Natural language region descriptions
--

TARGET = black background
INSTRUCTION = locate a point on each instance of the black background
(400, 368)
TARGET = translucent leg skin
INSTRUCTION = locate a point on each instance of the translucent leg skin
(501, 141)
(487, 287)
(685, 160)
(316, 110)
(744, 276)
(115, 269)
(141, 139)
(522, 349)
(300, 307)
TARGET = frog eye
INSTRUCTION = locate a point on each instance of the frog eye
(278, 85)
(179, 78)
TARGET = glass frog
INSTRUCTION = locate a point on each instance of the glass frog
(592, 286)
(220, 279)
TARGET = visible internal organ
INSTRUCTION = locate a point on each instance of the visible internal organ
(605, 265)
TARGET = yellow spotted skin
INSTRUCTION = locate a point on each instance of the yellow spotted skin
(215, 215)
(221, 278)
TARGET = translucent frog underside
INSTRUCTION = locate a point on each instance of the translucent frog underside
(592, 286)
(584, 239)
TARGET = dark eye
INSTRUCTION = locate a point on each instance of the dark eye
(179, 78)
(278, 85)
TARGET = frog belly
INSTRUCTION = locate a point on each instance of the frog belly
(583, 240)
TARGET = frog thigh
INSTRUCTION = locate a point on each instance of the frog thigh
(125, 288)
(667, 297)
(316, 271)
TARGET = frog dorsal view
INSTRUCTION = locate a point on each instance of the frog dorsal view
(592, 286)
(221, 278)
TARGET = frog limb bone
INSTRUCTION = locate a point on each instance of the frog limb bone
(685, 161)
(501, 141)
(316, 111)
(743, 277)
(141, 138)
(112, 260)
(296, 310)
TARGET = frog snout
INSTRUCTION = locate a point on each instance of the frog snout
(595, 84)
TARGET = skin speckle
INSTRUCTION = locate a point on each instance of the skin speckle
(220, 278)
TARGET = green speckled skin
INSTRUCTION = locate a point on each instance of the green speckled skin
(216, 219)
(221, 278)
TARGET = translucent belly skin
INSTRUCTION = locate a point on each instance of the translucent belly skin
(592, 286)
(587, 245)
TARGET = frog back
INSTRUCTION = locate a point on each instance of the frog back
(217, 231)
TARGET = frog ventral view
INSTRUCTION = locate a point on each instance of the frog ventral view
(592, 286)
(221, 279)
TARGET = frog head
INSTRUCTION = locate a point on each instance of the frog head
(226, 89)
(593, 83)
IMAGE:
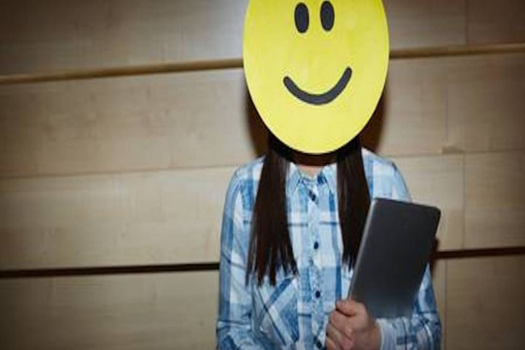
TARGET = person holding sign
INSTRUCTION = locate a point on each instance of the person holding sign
(293, 220)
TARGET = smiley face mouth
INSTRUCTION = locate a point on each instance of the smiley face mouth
(319, 99)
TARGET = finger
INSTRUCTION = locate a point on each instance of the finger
(348, 307)
(331, 345)
(340, 340)
(334, 336)
(341, 323)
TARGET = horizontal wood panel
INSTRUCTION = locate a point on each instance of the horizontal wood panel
(411, 117)
(424, 23)
(439, 181)
(495, 200)
(65, 34)
(204, 119)
(174, 216)
(485, 304)
(485, 102)
(57, 35)
(159, 311)
(496, 21)
(126, 219)
(157, 122)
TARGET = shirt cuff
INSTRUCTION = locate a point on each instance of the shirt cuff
(388, 335)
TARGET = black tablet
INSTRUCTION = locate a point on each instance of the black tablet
(397, 242)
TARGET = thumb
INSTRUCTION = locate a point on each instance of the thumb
(348, 307)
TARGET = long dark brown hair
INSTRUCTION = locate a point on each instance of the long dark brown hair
(270, 245)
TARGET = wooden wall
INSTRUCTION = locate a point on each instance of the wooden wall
(101, 178)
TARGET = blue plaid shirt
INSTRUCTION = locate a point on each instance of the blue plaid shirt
(294, 313)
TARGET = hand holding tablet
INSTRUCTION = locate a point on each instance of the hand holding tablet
(397, 242)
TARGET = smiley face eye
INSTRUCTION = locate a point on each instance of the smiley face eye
(327, 16)
(302, 18)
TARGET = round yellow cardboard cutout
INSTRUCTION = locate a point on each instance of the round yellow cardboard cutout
(315, 69)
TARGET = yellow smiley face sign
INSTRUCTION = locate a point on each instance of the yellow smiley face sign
(315, 69)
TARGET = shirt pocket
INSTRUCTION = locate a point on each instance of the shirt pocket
(276, 311)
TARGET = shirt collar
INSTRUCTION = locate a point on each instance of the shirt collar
(327, 174)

--

§ PROBLEM DETAILS
Please output only the lines from the one holding "the shirt pocket" to the end of the records, first and last included, exactly as they appear.

§ EXERCISE ANSWER
INSTRUCTION = locate a point on each instance of the shirt pocket
(276, 311)
TARGET = shirt collar
INSTRUCTION = locate a point on each instance of the shirt collar
(327, 174)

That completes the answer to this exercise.